PASSAGE SHOWN:

# Newbie Z Train set Suggestions



## darticus (Sep 23, 2010)

Can I even afford a small set up? Is there a way for me to put a set on my mantle 20 inches wide by 56 inches without selling the house to do it. Maybe I'll have to go to N to afford something. Suggestion wanted on starting up prices and where to buy with good prices. Ron


----------



## tworail (Apr 13, 2006)

Best bet for Z is on Ebay. There is tons of Marklin/Micro Trains stuff on there, and if you keep on top of it deals can be had.

Also check your local hobby shop to see if they stock some Z starter sets. That way you will get something that works plus the support from the shop when you need it.


----------



## darticus (Sep 23, 2010)

*Thanks*

I bought the Walthers catalog for N and z today so getting siked. Really would like the Z size. So I will keep my eyes open on eBay. Maybe one brand is better than another. Have to check out. Ron


----------



## Nightowl4933 (May 11, 2011)

There is usually quite a selection of Z scale on eBay (or Spur Z in Europe) but prices are quite high for decent stuff.

I'd think about getting a small starter set to play with for a while, to see how you get on with it - or find someone else who has some!

I started this way and have managed to accumulate quite a lot over the last 3 years. The layout has grown like topsy and expenditure is purely on scenery as I've got all the track and rolling stock I need.

I am thinking about building an exhibition layout, though, which is really easy with Z gauge! 

Pete


----------



## Subway Fugitive (Jul 16, 2011)

darticus said:


> Can I even afford a small set up? Is there a way for me to put a set on my mantle 20 inches wide by 56 inches without selling the house to do it. Maybe I'll have to go to N to afford something. Suggestion wanted on starting up prices and where to buy with good prices. Ron


That is about the size space I have to play with. Have you learned anything new during your journey?

SUPPLIED RECORDS:
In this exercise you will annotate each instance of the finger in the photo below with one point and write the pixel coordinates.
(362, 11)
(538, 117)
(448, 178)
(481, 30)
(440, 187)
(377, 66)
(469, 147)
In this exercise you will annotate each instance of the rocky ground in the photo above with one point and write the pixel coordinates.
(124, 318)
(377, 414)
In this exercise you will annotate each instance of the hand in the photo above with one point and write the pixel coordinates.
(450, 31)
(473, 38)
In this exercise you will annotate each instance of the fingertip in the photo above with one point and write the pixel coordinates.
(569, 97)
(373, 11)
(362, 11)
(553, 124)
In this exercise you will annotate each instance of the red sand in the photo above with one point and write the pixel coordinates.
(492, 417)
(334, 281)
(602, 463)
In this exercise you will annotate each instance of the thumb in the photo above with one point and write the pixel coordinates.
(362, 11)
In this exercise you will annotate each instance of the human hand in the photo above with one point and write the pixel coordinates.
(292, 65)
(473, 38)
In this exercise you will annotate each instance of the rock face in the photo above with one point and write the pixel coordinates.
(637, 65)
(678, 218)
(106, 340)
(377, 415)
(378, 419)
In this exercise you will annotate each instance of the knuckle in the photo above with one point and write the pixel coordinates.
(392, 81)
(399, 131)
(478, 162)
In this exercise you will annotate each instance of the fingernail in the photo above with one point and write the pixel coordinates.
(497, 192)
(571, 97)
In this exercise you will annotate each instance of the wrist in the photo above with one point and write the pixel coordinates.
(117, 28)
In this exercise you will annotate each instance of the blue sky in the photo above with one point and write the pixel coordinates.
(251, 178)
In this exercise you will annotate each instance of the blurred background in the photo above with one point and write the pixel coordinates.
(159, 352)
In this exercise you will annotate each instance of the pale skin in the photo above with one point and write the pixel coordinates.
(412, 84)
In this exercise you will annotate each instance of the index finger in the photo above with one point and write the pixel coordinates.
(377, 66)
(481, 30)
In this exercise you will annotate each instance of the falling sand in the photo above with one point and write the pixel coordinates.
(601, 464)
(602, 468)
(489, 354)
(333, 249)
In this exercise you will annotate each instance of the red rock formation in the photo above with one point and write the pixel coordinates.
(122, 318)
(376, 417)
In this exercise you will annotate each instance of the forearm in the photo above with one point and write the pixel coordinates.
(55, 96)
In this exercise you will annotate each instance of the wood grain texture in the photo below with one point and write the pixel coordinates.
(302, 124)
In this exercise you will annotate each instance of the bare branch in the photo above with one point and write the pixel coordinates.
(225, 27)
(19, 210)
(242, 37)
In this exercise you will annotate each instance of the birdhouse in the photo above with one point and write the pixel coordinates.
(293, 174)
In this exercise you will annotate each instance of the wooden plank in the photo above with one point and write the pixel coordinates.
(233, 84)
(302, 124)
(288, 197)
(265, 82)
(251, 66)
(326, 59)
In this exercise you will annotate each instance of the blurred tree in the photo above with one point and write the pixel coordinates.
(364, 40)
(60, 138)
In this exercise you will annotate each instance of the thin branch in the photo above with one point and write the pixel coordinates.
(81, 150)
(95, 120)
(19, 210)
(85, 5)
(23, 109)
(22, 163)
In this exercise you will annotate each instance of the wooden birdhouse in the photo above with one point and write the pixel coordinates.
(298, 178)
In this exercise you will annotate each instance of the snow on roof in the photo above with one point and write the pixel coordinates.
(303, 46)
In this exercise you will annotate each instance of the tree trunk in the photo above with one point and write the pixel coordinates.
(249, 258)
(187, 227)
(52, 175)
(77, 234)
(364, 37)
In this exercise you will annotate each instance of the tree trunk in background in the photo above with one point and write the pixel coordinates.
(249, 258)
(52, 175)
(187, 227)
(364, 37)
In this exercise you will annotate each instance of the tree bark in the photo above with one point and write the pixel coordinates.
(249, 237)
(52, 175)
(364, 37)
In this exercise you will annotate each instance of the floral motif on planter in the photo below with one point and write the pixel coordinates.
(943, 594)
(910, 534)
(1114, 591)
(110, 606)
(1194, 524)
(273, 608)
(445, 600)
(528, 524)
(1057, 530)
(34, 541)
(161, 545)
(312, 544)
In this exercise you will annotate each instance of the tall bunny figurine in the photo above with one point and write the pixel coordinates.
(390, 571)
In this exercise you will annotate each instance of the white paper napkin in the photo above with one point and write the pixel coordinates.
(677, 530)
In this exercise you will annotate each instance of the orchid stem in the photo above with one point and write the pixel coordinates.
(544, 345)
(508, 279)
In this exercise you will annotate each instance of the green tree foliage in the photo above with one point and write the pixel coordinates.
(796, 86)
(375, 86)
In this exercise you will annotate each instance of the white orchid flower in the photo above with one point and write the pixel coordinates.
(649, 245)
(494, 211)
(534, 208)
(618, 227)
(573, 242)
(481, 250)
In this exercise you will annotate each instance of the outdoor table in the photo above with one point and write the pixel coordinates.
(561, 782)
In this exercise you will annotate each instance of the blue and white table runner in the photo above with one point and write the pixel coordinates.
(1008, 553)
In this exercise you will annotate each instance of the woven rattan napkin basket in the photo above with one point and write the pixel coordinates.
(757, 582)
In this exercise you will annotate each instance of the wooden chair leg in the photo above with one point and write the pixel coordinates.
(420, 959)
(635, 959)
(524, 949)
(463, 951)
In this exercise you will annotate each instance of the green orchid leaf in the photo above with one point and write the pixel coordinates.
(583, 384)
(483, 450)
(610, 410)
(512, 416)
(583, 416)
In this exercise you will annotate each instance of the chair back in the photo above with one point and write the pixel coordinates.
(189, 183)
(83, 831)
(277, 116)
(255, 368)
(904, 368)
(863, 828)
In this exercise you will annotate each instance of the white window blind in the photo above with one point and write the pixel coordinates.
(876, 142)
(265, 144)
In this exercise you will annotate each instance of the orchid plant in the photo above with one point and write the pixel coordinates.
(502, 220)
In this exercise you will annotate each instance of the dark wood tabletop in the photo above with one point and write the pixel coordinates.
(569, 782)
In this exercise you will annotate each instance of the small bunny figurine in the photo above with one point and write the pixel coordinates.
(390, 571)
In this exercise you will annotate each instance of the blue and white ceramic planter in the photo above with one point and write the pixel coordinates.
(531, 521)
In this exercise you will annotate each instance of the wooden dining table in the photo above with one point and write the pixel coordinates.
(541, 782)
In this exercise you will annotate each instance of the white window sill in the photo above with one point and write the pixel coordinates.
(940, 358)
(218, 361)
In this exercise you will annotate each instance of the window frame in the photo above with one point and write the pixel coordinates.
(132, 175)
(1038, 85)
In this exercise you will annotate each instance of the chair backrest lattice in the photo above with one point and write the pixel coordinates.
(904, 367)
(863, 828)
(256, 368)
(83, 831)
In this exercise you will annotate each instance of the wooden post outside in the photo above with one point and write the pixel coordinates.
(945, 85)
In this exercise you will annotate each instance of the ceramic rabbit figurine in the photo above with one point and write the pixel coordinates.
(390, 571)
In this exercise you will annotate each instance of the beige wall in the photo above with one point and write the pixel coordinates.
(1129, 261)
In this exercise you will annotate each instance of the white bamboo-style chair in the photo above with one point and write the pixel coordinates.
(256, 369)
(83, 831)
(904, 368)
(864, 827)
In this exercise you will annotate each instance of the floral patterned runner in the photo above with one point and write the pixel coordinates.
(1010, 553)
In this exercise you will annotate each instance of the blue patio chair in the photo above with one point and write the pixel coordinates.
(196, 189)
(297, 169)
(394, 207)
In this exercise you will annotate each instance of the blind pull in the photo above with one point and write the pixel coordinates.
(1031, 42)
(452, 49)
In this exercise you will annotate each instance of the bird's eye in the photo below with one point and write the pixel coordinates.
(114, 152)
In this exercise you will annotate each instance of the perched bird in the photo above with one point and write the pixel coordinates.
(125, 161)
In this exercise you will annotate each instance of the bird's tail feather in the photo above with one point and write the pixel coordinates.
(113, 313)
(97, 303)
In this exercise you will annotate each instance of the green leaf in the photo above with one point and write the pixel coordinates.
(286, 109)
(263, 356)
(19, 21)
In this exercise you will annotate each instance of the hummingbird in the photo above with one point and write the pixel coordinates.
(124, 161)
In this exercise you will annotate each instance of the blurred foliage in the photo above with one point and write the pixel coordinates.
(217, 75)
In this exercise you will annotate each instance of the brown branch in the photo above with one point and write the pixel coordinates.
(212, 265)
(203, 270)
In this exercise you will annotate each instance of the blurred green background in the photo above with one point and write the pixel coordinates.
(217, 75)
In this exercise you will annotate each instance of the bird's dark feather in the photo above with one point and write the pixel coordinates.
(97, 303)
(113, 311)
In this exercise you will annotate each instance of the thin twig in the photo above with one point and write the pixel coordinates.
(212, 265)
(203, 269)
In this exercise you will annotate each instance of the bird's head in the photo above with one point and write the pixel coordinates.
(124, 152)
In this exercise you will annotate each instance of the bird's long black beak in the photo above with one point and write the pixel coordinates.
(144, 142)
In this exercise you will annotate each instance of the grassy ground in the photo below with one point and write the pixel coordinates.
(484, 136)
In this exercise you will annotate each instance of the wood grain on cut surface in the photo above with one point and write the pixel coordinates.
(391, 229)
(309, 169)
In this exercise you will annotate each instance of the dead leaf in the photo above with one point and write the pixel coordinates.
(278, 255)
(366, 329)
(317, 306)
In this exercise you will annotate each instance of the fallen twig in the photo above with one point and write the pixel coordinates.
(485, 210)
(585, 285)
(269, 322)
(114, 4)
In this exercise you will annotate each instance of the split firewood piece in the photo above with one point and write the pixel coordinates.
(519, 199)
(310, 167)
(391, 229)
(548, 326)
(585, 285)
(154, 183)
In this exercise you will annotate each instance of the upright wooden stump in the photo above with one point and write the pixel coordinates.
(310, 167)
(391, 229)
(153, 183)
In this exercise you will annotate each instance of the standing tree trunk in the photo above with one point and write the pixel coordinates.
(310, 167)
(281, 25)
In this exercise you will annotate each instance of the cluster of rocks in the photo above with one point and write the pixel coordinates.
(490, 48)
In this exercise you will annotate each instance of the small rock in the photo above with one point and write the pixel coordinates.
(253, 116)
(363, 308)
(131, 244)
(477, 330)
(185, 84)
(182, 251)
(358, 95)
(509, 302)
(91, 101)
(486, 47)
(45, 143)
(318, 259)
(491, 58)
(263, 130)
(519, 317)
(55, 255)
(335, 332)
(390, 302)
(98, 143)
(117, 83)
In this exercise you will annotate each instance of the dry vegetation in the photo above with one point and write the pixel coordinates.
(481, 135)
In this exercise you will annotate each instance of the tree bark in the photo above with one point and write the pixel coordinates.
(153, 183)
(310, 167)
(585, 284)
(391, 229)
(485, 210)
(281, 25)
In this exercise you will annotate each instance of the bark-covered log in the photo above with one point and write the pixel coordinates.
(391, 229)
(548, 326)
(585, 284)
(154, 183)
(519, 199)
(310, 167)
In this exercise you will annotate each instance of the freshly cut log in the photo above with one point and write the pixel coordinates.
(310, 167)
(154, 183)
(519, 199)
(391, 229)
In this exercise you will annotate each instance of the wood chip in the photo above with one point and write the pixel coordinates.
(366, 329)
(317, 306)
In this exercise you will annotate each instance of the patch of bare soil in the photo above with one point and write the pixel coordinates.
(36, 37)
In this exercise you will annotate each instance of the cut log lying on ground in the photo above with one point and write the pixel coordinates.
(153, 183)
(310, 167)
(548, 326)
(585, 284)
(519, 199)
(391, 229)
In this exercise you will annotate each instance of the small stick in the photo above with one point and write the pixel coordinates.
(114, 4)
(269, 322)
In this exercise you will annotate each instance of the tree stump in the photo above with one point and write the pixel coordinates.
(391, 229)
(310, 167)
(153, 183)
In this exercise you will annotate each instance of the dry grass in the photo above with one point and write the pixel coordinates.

TASK GOAL:
Answer these questions from the forum thread on starting a Z scale train set:
(a) What mantle dimensions does darticus give in the first post?
(b) Which catalog did darticus buy?
(c) Over how many years has Nightowl4933 accumulated Z scale equipment?
The records are separate material and have no connection to the forum thread.

TASK OUTPUT:
(a) 20 inches wide by 56 inches
(b) The Walthers catalog for N and Z
(c) 3 years